_Parts of the exercise_:
• a. Answer these questions using the piece on teachers' professional learning:
(i) How many teachers were interviewed for the study?
(ii) Which two Canadian sociologists are named?
(iii) What method of inquiry was used to explore the research conversations and demonstrations of evidence?
• b. Count the lines of the records that contain the string "carved". Case counts, and reply with the number alone.

_Document_:
Teachers are forever learning. The complex world of schooling today means that teachers need to keep learning so they can respond to the diverse needs of their student learners. At the same time teachers need to meet the regulations or ‘standards’ imposed on them by the ever-changing political landscape. Often these regulations are designed, in part, to make teachers engage with professional learning.
I decided to look at how important the standards are in supporting teachers with their professional learning. I wanted to unravel if and how teachers’ work is reshaped and reorganized by standardisation. Canadian sociologists Dorothy Smith and Alison Griffith highlight the importance of understanding the influence of the ‘new public management’ on what actually gets done at the ‘front line’ of public service industries, including education. I wanted to explore the ideas proposed by Smith and Griffith that “the managerial ‘boss’ or governing texts” play varying roles in the ‘governing’ of people’s front line work depending on how such texts are ‘activated’.
The conundrum of standards
As we know there is a rise in the use of various national standards – from teacher professional standards to quality standards in early childhood and student achievement standards – as a means of governing teachers’ work. The development and maintenance of these systems of standardization requires massive infusions of both time and money. These investments are justified because they purport to ensure teachers are more efficient, accountable, and effective.
A lot of teachers’ work is shaped by meeting documentation requirements or to ensure students meet prescribed benchmark standards. As many see it, these practices appear to be at odds with the claims that imposing standards improves teacher efficiency and teacher quality.
Governing texts such as national professional standards and a national curriculum can have the unintended effect of constraining opportunities for teachers to learn about their work. This occurs when they are interpreted in ways that encourage coverage of individual standards. However, I believe, when teachers are supported to engage in authentic, contextually appropriate professional learning that is focused on their learning needs in relation to the learning of their students, they can transform their practice.
The problematic
How can we know that a teacher’s learning has transformed their teaching work and how is support for such transformative learning coordinated?
What my study involved
I interviewed 8 teachers, including both primary and secondary teachers from the public, catholic and private sectors. Each teacher had participated in a variety of forms of professional development that previous research has identified as having the capacity to transform practice.
I asked them to talk about a time when they knew they had really learned something about their teaching work. What they had learned? How did they know they had learned? Just tell the story. Then, with guidance, they selected and demonstrated evidence of the learning they had spoken about. Finally, teachers were asked to reflect on the ‘fit’ as they saw it, between the learning they had spoken about and the evidence they had demonstrated.
I used institutional ethnography as a method of inquiry to explore research conversations and demonstrations of evidence, together with a mapping analysis to bring the ‘spaces’ or ‘gaps’ in which teachers learned about their work at the ‘front line’ into view.

_Supplied data_:

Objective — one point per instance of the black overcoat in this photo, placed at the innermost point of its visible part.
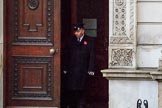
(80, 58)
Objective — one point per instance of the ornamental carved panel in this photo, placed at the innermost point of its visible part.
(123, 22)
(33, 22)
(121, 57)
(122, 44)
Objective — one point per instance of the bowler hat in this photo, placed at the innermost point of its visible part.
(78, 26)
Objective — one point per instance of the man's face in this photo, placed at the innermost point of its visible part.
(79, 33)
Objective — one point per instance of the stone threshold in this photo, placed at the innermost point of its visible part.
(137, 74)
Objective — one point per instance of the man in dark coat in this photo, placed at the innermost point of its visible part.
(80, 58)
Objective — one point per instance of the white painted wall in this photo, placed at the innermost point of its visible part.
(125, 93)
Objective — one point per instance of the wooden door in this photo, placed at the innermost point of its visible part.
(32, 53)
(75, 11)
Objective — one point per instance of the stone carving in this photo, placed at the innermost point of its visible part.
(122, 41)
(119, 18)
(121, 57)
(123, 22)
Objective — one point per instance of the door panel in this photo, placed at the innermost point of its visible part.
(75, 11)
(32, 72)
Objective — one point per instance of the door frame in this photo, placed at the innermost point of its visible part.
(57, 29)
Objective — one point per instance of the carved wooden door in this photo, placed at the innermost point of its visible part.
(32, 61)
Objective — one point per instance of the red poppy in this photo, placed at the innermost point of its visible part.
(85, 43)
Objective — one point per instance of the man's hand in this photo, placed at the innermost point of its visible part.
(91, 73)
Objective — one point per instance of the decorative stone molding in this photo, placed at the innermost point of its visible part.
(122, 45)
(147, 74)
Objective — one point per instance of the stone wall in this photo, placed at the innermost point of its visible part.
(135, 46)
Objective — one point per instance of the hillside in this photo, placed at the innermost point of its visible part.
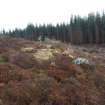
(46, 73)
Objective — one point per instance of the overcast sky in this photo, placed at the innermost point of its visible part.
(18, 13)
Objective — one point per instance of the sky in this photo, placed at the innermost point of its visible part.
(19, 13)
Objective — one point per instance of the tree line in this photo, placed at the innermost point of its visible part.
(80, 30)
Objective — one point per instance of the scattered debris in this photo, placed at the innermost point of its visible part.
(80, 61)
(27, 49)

_Task-by-task results_:
• a.
(i) 8
(ii) Dorothy Smith and Alison Griffith
(iii) Institutional ethnography

• b. 2